- _PASSAGE FOR REVIEW_:

These forces were Lieutenant General Sun Wei-ju’s 4th Army Group (Lieutenant General Chang Yao-ming’s 38th Army with part of the 17th Division and the New 35th Division, and Lieutenant General Li Hsing-chung’s 96th Army with part of the 17th Division and the New 14th Division), Lieutenant General Liu Mao-en’s 14th Army Group (Lieutenant General Wu Ting-lin’s 15th Army with the 64th and 65th Divisions), Lieutenant General Liu Kan’s 36th Army Group (Lieutenant General Hsieh’s 4th Provisional Army with the 47th Division and 4th Provisional Division, and Lieutenant General Han Hsi-hou’s 9th Army with the 54th Division and New 24 Division), Lieutenant General Ho Chu-kuo’s 15th Army Group (Lieutenant General Liao Tze-kun’s 2nd Cavalry Army with the 3rd Cavalry Division and 14th Provisional Division, the 8th Cavalry Division, and the 1st, 2nd and 3rd Provisional Brigades), Lieutenant General Chen Ta-ch’ing’s 's 19th Army Group (Lieutenant General Huo’s 9th Provisional Army with the 111th and 112th Divisions and the 30th Provisional Division), Lieutenant General Li Hsien-chou’s 28th Army Group (Major General Wu Shao-chou’s 85th Army with the 11th Reserve Division, 23rd Division and 110th Division, Lieutenant General Ku Hsi-chou’s 89th Army with the 20th Division and New 1st Division, and Lieutenant General Liu Chang-yi’s 15th Provisional Army with the 27th and 29th Provisional Divisions), General Wang Chung-lien’s 31st Army Group (Major General Huo Shou-yi’s 12th Army with the 22nd and 29th Divisions and the 55th Provisional Division, Lieutenant General Shih Chueh’s 31st Army with the 4th, 81st, 89th and 117th Divisions and the 16th Provisional Division, Lieutenant General Ma Li-wu’s 29th Army with the 91st and 193rd Divisions and 16th Provisional Division, and the New 42nd, 43rd and 44th Divisions), and Lieutenant General Li Chia-yu’s 36th Army Group (Lieutenant General Li Tsung-fan’s 47th Army), Lieutenant General Kao Shu-hsun’s 39th Army Group (Major General Hu Po-han’s New 8th Army with the New 6th Division and 29th Provisional Division, the 14th Army with the 83rd, 85th and 94th Divisions, and Major General Lai Ju-hsiang’s 78th Army with the New 42nd, 43rd and 44th Divisions).

- _EXERCISE DATA_:
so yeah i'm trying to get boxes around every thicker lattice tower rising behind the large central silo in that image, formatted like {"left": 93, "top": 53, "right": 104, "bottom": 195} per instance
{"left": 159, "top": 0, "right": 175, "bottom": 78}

- _PROMPT 1_:
In the order-of-battle text, which army did Lieutenant General Wu Ting-lin command?
- _PROMPT 2_:
Translate this sentence from the order-of-battle text into Spanish: "These forces were Lieutenant General Sun Wei-ju’s 4th Army Group (Lieutenant General Chang Yao-ming’s 38th Army with part of the 17th Division and the New 35th Division, and Lieutenant General Li Hsing-chung’s 96th Army with part of the 17th Division and the New 14th Division), Lieutenant General Liu Mao-en’s 14th Army Group (Lieutenant General Wu Ting-lin’s 15th Army with the 64th and 65th Divisions), Lieutenant General Liu Kan’s 36th Army Group (Lieutenant General Hsieh’s 4th Provisional Army with the 47th Division and 4th Provisional Division, and Lieutenant General Han Hsi-hou’s 9th Army with the 54th Division and New 24 Division), Lieutenant General Ho Chu-kuo’s 15th Army Group (Lieutenant General Liao Tze-kun’s 2nd Cavalry Army with the 3rd Cavalry Division and 14th Provisional Division, the 8th Cavalry Division, and the 1st, 2nd and 3rd Provisional Brigades), Lieutenant General Chen Ta-ch’ing’s 's 19th Army Group (Lieutenant General Huo’s 9th Provisional Army with the 111th and 112th Divisions and the 30th Provisional Division), Lieutenant General Li Hsien-chou’s 28th Army Group (Major General Wu Shao-chou’s 85th Army with the 11th Reserve Division, 23rd Division and 110th Division, Lieutenant General Ku Hsi-chou’s 89th Army with the 20th Division and New 1st Division, and Lieutenant General Liu Chang-yi’s 15th Provisional Army with the 27th and 29th Provisional Divisions), General Wang Chung-lien’s 31st Army Group (Major General Huo Shou-yi’s 12th Army with the 22nd and 29th Divisions and the 55th Provisional Division, Lieutenant General Shih Chueh’s 31st Army with the 4th, 81st, 89th and 117th Divisions and the 16th Provisional Division, Lieutenant General Ma Li-wu’s 29th Army with the 91st and 193rd Divisions and 16th Provisional Division, and the New 42nd, 43rd and 44th Divisions), and Lieutenant General Li Chia-yu’s 36th Army Group (Lieutenant General Li Tsung-fan’s 47th Army), Lieutenant General Kao Shu-hsun’s 39th Army Group (Major General Hu Po-han’s New 8th Army with the New 6th Division and 29th Provisional Division, the 14th Army with the 83rd, 85th and 94th Divisions, and Major General Lai Ju-hsiang’s 78th Army with the New 42nd, 43rd and 44th Divisions)."
- _PROMPT 3_:
Extend the order-of-battle text from the point where it stops.

- _EXERCISE RESULT 1_:
The 15th Army, with the 64th and 65th Divisions.

- _EXERCISE RESULT 2_:
Estas fuerzas eran el 4.º Grupo de Ejércitos del teniente general Sun Wei-ju (el 38.º Ejército del teniente general Chang Yao-ming, con parte de la 17.ª División y la Nueva 35.ª División, y el 96.º Ejército del teniente general Li Hsing-chung, con parte de la 17.ª División y la Nueva 14.ª División), el 14.º Grupo de Ejércitos del teniente general Liu Mao-en (el 15.º Ejército del teniente general Wu Ting-lin, con las divisiones 64.ª y 65.ª), el 36.º Grupo de Ejércitos del teniente general Liu Kan (el 4.º Ejército Provisional del teniente general Hsieh, con la 47.ª División y la 4.ª División Provisional, y el 9.º Ejército del teniente general Han Hsi-hou, con la 54.ª División y la Nueva 24.ª División), el 15.º Grupo de Ejércitos del teniente general Ho Chu-kuo (el 2.º Ejército de Caballería del teniente general Liao Tze-kun, con la 3.ª División de Caballería y la 14.ª División Provisional, la 8.ª División de Caballería y las brigadas provisionales 1.ª, 2.ª y 3.ª), el 19.º Grupo de Ejércitos del teniente general Chen Ta-ch'ing (el 9.º Ejército Provisional del teniente general Huo, con las divisiones 111.ª y 112.ª y la 30.ª División Provisional), el 28.º Grupo de Ejércitos del teniente general Li Hsien-chou (el 85.º Ejército del general de división Wu Shao-chou, con la 11.ª División de Reserva, la 23.ª División y la 110.ª División, el 89.º Ejército del teniente general Ku Hsi-chou, con la 20.ª División y la Nueva 1.ª División, y el 15.º Ejército Provisional del teniente general Liu Chang-yi, con las divisiones provisionales 27.ª y 29.ª), el 31.º Grupo de Ejércitos del general Wang Chung-lien (el 12.º Ejército del general de división Huo Shou-yi, con las divisiones 22.ª y 29.ª y la 55.ª División Provisional, el 31.º Ejército del teniente general Shih Chueh, con las divisiones 4.ª, 81.ª, 89.ª y 117.ª y la 16.ª División Provisional, el 29.º Ejército del teniente general Ma Li-wu, con las divisiones 91.ª y 193.ª y la 16.ª División Provisional, y las Nuevas Divisiones 42.ª, 43.ª y 44.ª), y el 36.º Grupo de Ejércitos del teniente general Li Chia-yu (el 47.º Ejército del teniente general Li Tsung-fan), el 39.º Grupo de Ejércitos del teniente general Kao Shu-hsun (el Nuevo 8.º Ejército del general de división Hu Po-han, con la Nueva 6.ª División y la 29.ª División Provisional, el 14.º Ejército, con las divisiones 83.ª, 85.ª y 94.ª, y el 78.º Ejército del general de división Lai Ju-hsiang, con las Nuevas Divisiones 42.ª, 43.ª y 44.ª).

- _EXERCISE RESULT 3_:
Elements of the 8th War Area which arrived as reinforcements under the command of the deputy commander of the 8th War Area, General Hu Tsung-nan, were Lieutenant General Ma Fa-wu’s 40th Army with the 39th and 106th Divisions and the New 4th Division, Lieutenant General Chang Cho’s 1st Army with the 167th Division, Major General Li Cheng-hsien’s 16th Army with the 3rd Reserve Division and 109th Divisions, Lieutenant General Chou Shih-mien’s 27th Army with the 128th Division, and Lieutenant General Liu An-chi’s 57th Army with the 8th and 97th Divisions and the New 34th Division).

'Ko' began on 17 April as an advance across the Huang river into Henan with the object of clearing the railway between Chengchow and Hankow. The attacking force was spearheaded by three infantry divisions and the 3rd Armoured Division of Uchiyama’s 12th Army, and was supported by a large number of independent mixed brigades. The Japanese spearheads crossed the Huang river around Zhengzhou late in April and defeated the Chinese forces near Xuchang, then wheeled to the west to besiege Luoyang, which was defended by three Chinese divisions. The 3rd Armoured Division began to attack Luoyang on May 13 and took it on May 25, and the railway had been secured by June. The 30 Chinese defending divisions enjoyed no support from the people of Henan, who were embittered by continuing taxation during a period of famine, and were allegedly alienated still further from the nationalist cause by communist collaborators.

The second phase of 'Ichi', which the Japanese knew also as the 'Operation to Break though the Continent' to establish an uninterrupted railway link between Peking (and also Manchukuo and Korea) and Vietnam in occupied Vichy French Indo-China (and also Malaya, Thailand and Burma), was the three-part 'To'. This began in May 1944 as an advance from the salient to the west of Hankow and Wuchang. Otherwise known as the Battle of Changsha, Battle of Hengyang or Campaign of Changsha-Hengyang, 'To 1' was the Japanese invasion of the Chinese province of Hunan, and involved three separate sub-operations, namely the attack on Changsha and two attacks on Hengyang.

In May 1944, the Japanese deployed 360,000 men, excluding air and naval elements, to attack Changsha for the fourth time since 1939. The undertaking involved more Japanese troops than any other campaign of the 2nd Sino-Japanese War.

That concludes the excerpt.